Problem to solve:
The line that contains "In the picture above, where can the turquoise" and every line after it, down to the last one, must be restated word for word, with no pictures.

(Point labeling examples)

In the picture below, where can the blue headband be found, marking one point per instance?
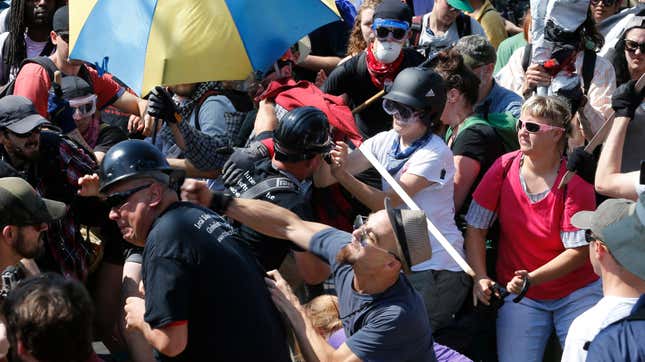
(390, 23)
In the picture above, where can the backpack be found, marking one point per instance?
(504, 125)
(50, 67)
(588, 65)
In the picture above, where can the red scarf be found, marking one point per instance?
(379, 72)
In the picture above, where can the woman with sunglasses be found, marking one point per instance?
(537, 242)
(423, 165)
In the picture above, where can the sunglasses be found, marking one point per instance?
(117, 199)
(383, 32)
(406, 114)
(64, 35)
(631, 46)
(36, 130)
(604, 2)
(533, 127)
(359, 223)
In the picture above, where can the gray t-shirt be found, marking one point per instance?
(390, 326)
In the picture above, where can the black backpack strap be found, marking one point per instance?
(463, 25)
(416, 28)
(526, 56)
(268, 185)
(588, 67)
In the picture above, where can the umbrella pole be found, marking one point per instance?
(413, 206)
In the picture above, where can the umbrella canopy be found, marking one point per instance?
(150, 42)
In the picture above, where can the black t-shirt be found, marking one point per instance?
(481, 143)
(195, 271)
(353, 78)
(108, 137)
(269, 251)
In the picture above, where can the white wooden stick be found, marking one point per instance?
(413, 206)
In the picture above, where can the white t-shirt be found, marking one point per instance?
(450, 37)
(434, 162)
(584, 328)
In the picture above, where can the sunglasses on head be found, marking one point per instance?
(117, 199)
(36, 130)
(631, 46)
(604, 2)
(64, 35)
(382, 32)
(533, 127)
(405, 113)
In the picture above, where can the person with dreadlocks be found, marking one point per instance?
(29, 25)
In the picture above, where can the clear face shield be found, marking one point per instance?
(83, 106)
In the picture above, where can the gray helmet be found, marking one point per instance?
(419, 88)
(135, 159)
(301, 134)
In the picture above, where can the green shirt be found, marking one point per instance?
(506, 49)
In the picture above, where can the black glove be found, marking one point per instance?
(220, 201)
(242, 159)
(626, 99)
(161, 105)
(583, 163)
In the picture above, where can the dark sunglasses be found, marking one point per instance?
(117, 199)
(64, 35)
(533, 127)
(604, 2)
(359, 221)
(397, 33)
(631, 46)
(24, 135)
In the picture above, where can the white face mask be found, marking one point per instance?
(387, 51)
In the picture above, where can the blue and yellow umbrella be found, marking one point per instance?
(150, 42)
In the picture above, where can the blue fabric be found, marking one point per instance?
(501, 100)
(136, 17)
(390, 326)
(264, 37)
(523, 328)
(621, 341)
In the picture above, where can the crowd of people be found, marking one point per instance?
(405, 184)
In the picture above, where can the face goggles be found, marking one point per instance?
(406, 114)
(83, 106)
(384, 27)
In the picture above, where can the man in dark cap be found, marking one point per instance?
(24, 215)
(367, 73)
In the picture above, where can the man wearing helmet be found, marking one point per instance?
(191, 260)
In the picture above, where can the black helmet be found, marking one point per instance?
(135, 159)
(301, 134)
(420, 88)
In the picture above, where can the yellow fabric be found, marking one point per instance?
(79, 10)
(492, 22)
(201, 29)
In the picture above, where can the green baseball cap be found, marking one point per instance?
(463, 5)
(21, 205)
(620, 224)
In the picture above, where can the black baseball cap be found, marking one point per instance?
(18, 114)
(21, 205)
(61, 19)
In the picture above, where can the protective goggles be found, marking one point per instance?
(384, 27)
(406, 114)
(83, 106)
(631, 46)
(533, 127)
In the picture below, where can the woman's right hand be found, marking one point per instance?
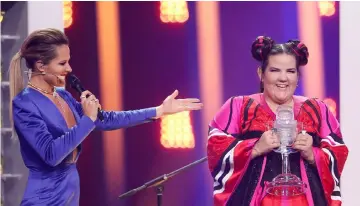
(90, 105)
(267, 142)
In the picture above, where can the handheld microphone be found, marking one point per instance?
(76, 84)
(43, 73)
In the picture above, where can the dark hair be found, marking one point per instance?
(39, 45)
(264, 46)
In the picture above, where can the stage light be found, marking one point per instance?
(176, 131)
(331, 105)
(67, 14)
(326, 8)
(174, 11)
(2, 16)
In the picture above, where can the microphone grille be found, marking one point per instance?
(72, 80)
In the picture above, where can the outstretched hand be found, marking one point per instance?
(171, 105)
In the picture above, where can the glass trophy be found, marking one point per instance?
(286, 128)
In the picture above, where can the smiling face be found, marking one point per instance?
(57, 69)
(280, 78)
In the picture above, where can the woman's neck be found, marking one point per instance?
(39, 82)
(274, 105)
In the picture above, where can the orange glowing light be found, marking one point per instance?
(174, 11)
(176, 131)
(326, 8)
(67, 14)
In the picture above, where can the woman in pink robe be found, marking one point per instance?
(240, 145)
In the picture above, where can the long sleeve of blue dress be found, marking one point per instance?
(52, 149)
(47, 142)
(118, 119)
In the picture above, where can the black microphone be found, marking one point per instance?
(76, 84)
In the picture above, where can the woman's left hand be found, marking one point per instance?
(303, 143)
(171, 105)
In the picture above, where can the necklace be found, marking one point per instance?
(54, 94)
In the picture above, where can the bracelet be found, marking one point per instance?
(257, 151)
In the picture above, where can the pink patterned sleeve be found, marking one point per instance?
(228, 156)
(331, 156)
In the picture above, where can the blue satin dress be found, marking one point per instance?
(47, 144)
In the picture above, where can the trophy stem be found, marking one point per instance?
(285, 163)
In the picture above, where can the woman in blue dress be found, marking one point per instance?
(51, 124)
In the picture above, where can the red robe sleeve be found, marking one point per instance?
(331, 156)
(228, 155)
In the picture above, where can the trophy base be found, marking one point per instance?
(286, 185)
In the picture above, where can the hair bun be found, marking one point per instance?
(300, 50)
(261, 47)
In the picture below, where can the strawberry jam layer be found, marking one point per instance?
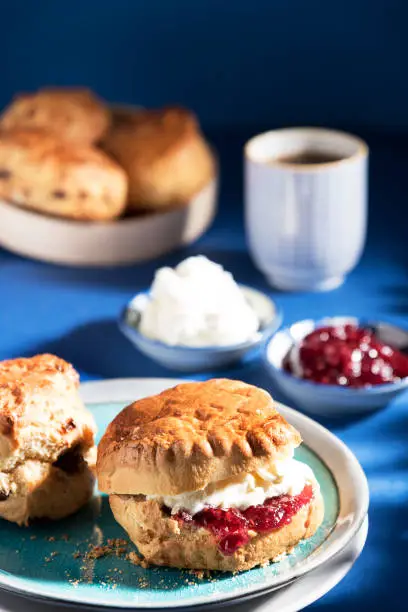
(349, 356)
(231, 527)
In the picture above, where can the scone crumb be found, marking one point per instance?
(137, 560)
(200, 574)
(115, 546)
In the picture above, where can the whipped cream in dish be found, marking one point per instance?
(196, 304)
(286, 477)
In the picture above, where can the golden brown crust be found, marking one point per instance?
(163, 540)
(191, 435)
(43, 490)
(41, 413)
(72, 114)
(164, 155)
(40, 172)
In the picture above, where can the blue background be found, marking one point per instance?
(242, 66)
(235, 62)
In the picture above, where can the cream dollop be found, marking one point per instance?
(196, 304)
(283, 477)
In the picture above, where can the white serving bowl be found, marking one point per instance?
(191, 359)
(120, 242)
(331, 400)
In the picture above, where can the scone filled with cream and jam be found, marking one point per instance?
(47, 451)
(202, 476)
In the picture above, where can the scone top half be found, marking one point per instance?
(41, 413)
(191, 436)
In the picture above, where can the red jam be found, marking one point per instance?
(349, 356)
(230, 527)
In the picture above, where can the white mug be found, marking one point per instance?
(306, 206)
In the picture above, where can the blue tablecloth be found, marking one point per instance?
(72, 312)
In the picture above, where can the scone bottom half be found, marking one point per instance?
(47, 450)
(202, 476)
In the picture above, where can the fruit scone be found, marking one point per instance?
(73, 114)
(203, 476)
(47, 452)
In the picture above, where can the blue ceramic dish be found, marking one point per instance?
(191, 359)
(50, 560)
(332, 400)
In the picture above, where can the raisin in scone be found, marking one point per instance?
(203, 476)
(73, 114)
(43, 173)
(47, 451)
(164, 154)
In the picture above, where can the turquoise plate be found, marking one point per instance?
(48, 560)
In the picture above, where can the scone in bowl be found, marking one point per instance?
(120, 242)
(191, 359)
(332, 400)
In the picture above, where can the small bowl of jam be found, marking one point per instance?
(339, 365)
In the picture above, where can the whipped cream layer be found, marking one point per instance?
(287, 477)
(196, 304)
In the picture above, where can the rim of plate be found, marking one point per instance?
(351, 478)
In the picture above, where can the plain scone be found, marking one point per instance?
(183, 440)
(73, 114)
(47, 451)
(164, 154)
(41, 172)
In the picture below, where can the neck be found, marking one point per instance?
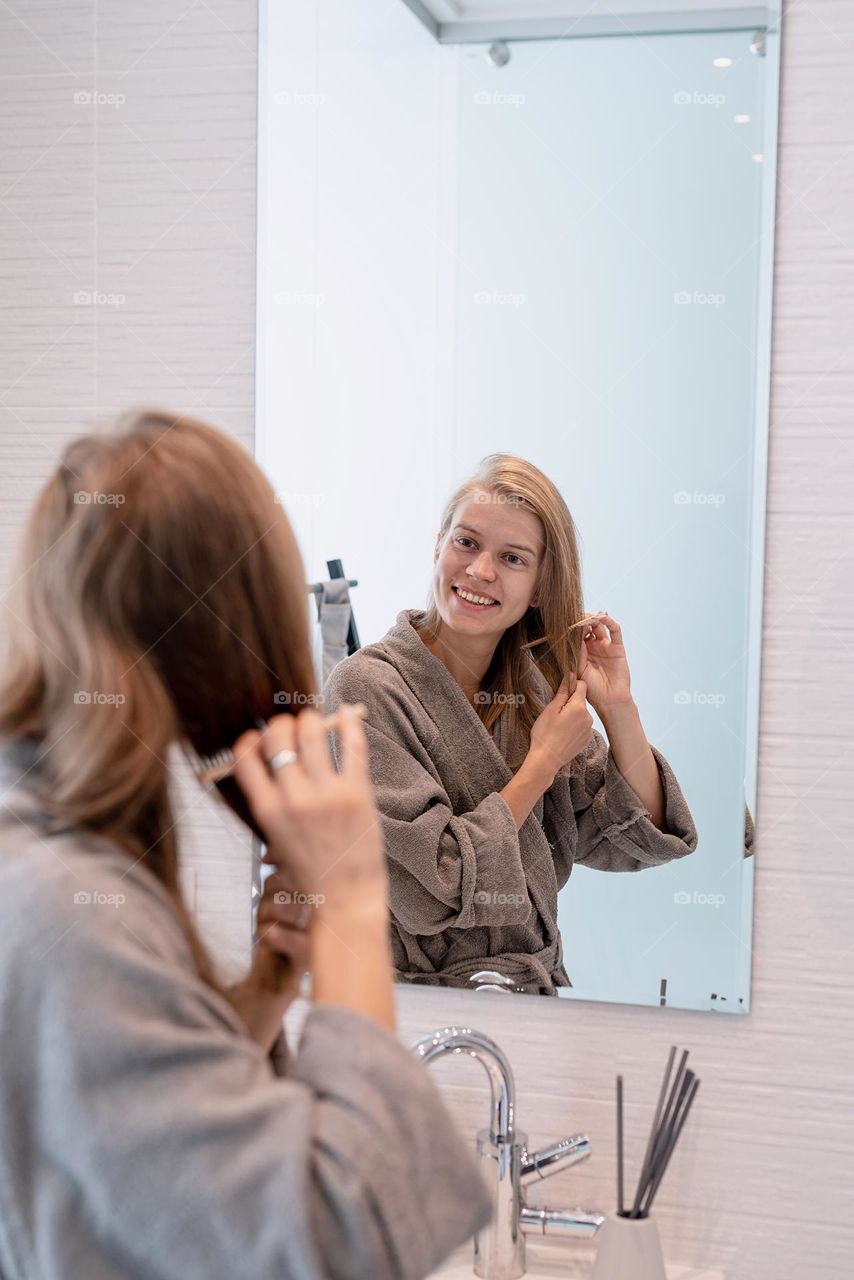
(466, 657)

Exercise answer:
In the picture above, where can the turquoise plate be found, marking one point per instance?
(48, 560)
In the picture above, where can the scone in bowl be found, marking one point per instance?
(120, 242)
(191, 359)
(332, 400)
In the picture above, where can the small bowl of jam be found, marking one point per instance?
(339, 365)
In the picture above, where can the whipped cream layer be found, marking one point per instance?
(287, 477)
(196, 304)
In the picture above, where can the rim of plate be found, marking one point per instance?
(351, 478)
In the picture above, where can the plain scone be found, marking one point per instance?
(183, 440)
(73, 114)
(47, 451)
(164, 154)
(41, 172)
In the picture below, where can the neck be found, marking one point per instance?
(466, 657)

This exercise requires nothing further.